§ Given problem 1:
In the Llama fine-tuning notebook below, list every package that the pip install command installs.

§ Excerpted passage:
#####

# Fine tuning Llama-3.1-8B with uzinfocom/wikidata_articles_uz

## Installing the required libraries and packages

In [1]:
!pip install torch torchvision transformers datasets bitsandbytes peft



In [2]:
import torch
from torch.utils.data import DataLoader
from transformers import AutoModelForCausalLM, AutoTokenizer, TrainingArguments, Trainer
from datasets import load_dataset

## Configure torch with GPU

In [3]:
# Switch to GPU (cuda)
device = torch.device("cuda" if torch.cuda.is_available() else "cpu")
print(f"Using device: {device}")

Using device: cuda


## Model Loading from Huggingface

In [4]:
model_name = "NousResearch/Meta-Llama-3.1-8B-Instruct"
model = AutoModelForCausalLM.from_pretrained(model_name, device_map="auto", load_in_8bit=True)
tokenizer = AutoTokenizer.from_pretrained(model_name)
tokenizer.pad_token = tokenizer.eos_token

The `load_in_4bit` and `load_in_8bit` arguments are deprecated and will be removed in the future versions. Please, pass a `BitsAndBytesConfig` object in `quantization_config` argument instead.


Loading checkpoint shards:   0%|          | 0/4 [00:00<?, ?it/s]

## Data Loading & Preprocessing

In [5]:
# Download the dataset and split it into training and test set

full_dataset = load_dataset("uzinfocom/wikidata_articles_uz")

# Select the first 15000 rows
dataset = full_dataset['train'].select(range(100))

train_test_split = dataset.train_test_split(test_size=0.2, shuffle=True)
train_dataset = train_test_split['train']
test_dataset = train_test_split['test']

In [6]:
print(full_dataset, full_dataset.keys())

DatasetDict({
    train: Dataset({
        features: ['id', 'url', 'title', 'text'],
        num_rows: 221845
    })
}) dict_keys(['train'])


In [7]:
# Let's have a look at our dataset and how a single data point looks like
print("Number of rows:", len(dataset))
print("Columns:", dataset.column_names)

Number of rows: 100
Columns: ['id', 'url', 'title', 'text']


In [8]:
# Tokenize the dataset
def prompt_builder(row):
    return {"prompt": f'Title: {row["title"]}\nContent: {row["text"]}'}

def tokenize_function(examples):
    return tokenizer(examples["prompt"], truncation=True, max_length=300)

# Apply the prompt builder function
train_dataset = train_dataset.map(prompt_builder)
test_dataset = test_dataset.map(prompt_builder)

print("Train dataset example:", train_dataset[0])
print("Test dataset example:", test_dataset[0])

# Apply the tokenization
train_dataset = train_dataset.map(tokenize_function, batched=True)
test_dataset = test_dataset.map(tokenize_function, batched=True)

#####

§ Given problem 2:
From the rows below, pick out and copy every line that contains the word "green".

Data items
#####

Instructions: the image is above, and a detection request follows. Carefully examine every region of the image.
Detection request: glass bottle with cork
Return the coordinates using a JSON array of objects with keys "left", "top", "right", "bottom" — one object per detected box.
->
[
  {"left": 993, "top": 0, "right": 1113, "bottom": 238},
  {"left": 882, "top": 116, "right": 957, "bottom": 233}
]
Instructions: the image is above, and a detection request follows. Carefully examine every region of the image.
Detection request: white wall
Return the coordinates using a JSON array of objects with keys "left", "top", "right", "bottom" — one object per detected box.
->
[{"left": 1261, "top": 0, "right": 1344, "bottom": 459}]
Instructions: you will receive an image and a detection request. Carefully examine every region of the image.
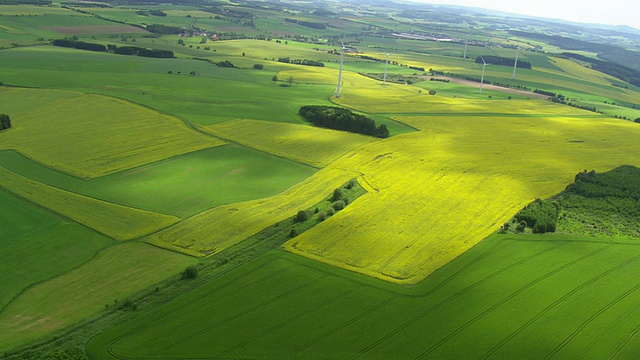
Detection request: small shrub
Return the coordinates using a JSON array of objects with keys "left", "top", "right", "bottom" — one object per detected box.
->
[
  {"left": 331, "top": 188, "right": 342, "bottom": 202},
  {"left": 331, "top": 200, "right": 345, "bottom": 211},
  {"left": 182, "top": 265, "right": 198, "bottom": 279}
]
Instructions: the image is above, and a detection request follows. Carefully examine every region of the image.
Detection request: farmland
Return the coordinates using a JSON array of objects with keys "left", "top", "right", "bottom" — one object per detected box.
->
[
  {"left": 0, "top": 1, "right": 640, "bottom": 359},
  {"left": 88, "top": 236, "right": 640, "bottom": 359}
]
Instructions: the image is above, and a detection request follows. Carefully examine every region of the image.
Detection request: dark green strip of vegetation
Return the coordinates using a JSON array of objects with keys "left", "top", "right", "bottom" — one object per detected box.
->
[
  {"left": 476, "top": 55, "right": 531, "bottom": 69},
  {"left": 298, "top": 105, "right": 389, "bottom": 138},
  {"left": 0, "top": 114, "right": 11, "bottom": 130},
  {"left": 501, "top": 165, "right": 640, "bottom": 237},
  {"left": 0, "top": 179, "right": 367, "bottom": 360}
]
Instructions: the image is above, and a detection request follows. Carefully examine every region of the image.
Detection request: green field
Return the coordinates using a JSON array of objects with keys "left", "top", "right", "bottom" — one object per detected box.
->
[
  {"left": 0, "top": 144, "right": 315, "bottom": 218},
  {"left": 88, "top": 235, "right": 640, "bottom": 359},
  {"left": 0, "top": 243, "right": 195, "bottom": 351},
  {"left": 0, "top": 1, "right": 640, "bottom": 360},
  {"left": 0, "top": 189, "right": 114, "bottom": 310}
]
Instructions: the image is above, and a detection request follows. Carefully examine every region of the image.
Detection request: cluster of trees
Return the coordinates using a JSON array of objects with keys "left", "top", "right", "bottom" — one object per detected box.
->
[
  {"left": 515, "top": 199, "right": 559, "bottom": 234},
  {"left": 53, "top": 39, "right": 174, "bottom": 59},
  {"left": 0, "top": 114, "right": 11, "bottom": 130},
  {"left": 284, "top": 18, "right": 327, "bottom": 30},
  {"left": 503, "top": 165, "right": 640, "bottom": 236},
  {"left": 214, "top": 60, "right": 236, "bottom": 68},
  {"left": 278, "top": 57, "right": 324, "bottom": 67},
  {"left": 299, "top": 105, "right": 389, "bottom": 138},
  {"left": 136, "top": 9, "right": 167, "bottom": 17},
  {"left": 109, "top": 45, "right": 174, "bottom": 59},
  {"left": 53, "top": 39, "right": 107, "bottom": 51},
  {"left": 146, "top": 24, "right": 185, "bottom": 35},
  {"left": 533, "top": 89, "right": 564, "bottom": 98},
  {"left": 476, "top": 55, "right": 531, "bottom": 69}
]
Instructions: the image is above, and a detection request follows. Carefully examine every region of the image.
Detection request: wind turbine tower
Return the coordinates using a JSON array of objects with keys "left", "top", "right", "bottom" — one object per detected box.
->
[
  {"left": 336, "top": 44, "right": 344, "bottom": 98},
  {"left": 480, "top": 57, "right": 491, "bottom": 92},
  {"left": 382, "top": 54, "right": 389, "bottom": 86},
  {"left": 511, "top": 47, "right": 520, "bottom": 80},
  {"left": 462, "top": 33, "right": 469, "bottom": 60}
]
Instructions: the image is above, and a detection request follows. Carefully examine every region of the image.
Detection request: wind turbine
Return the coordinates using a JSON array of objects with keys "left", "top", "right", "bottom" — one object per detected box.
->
[
  {"left": 480, "top": 56, "right": 491, "bottom": 92},
  {"left": 511, "top": 47, "right": 520, "bottom": 80},
  {"left": 382, "top": 54, "right": 389, "bottom": 86},
  {"left": 462, "top": 33, "right": 469, "bottom": 60},
  {"left": 336, "top": 42, "right": 344, "bottom": 98}
]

#####

§ Written response 1:
torch, torchvision, transformers, datasets, bitsandbytes, peft

§ Written response 2:
Detection request: dark green strip of vegetation
Detection request: green field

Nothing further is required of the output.